■ TRY IT
All lines before the one containing "Trace every instance of the steel", plus that line itself, are to be printed exactly as they appear below.

■ GIVEN ENTRIES
Segment Open
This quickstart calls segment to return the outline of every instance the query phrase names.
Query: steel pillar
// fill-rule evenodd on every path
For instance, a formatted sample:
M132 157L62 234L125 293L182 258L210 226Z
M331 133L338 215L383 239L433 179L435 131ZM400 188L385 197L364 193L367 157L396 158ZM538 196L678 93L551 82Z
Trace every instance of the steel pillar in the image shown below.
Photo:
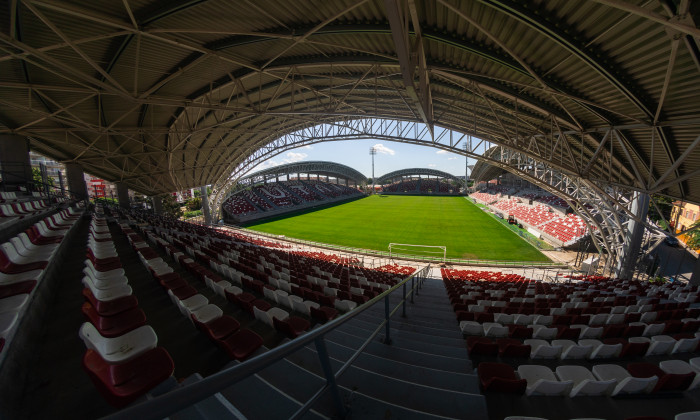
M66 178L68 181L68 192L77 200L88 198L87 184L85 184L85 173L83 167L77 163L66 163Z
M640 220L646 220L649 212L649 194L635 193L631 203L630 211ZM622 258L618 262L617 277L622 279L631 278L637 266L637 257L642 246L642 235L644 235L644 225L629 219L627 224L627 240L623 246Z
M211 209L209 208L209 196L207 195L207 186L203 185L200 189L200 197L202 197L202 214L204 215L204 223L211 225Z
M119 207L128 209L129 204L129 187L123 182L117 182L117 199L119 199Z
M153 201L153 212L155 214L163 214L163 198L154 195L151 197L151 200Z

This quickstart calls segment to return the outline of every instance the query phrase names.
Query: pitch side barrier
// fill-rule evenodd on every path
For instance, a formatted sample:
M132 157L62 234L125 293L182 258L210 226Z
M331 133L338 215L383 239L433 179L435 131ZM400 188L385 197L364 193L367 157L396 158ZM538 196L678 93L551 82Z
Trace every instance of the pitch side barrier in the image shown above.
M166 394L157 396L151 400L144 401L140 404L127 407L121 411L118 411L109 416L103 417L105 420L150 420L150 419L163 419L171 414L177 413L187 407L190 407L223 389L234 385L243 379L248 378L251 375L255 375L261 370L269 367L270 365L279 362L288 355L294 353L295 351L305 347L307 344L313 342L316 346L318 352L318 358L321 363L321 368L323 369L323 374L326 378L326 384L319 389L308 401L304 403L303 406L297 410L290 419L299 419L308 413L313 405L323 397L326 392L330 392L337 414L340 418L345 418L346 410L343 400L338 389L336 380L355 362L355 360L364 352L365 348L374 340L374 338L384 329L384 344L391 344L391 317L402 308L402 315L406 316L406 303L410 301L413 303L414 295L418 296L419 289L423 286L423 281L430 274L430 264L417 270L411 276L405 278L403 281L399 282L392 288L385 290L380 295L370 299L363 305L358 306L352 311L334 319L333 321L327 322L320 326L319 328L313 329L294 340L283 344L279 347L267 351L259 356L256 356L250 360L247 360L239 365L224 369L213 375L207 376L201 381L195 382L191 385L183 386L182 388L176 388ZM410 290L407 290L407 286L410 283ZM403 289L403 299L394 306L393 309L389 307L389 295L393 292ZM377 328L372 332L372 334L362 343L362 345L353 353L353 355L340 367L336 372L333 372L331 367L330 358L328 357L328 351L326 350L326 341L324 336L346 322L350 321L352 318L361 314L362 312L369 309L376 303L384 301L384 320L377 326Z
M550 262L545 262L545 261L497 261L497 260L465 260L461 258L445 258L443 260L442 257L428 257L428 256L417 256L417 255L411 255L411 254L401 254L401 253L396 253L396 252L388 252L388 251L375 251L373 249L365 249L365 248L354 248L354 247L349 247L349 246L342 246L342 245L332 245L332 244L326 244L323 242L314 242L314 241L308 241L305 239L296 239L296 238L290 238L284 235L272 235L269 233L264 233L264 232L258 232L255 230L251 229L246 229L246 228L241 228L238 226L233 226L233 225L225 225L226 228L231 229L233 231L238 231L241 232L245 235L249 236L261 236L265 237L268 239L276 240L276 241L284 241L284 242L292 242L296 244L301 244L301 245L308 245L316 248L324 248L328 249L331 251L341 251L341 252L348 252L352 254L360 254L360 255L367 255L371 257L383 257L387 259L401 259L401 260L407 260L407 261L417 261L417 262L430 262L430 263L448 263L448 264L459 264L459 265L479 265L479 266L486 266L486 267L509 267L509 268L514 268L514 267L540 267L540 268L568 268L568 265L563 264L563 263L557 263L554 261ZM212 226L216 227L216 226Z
Segment Closed
■ RESPONSE BELOW
This quickstart calls segment to return the outline of every instance the query phrase names.
Query: steel pillar
// fill-rule evenodd on every path
For instance, a formatted sample:
M132 157L62 234L125 293L182 258L210 226Z
M331 133L338 215L383 239L433 179L435 131ZM400 188L385 197L364 193L367 157L396 158ZM538 196L678 93L551 82Z
Trace every instance of the steel pillar in the image shown below.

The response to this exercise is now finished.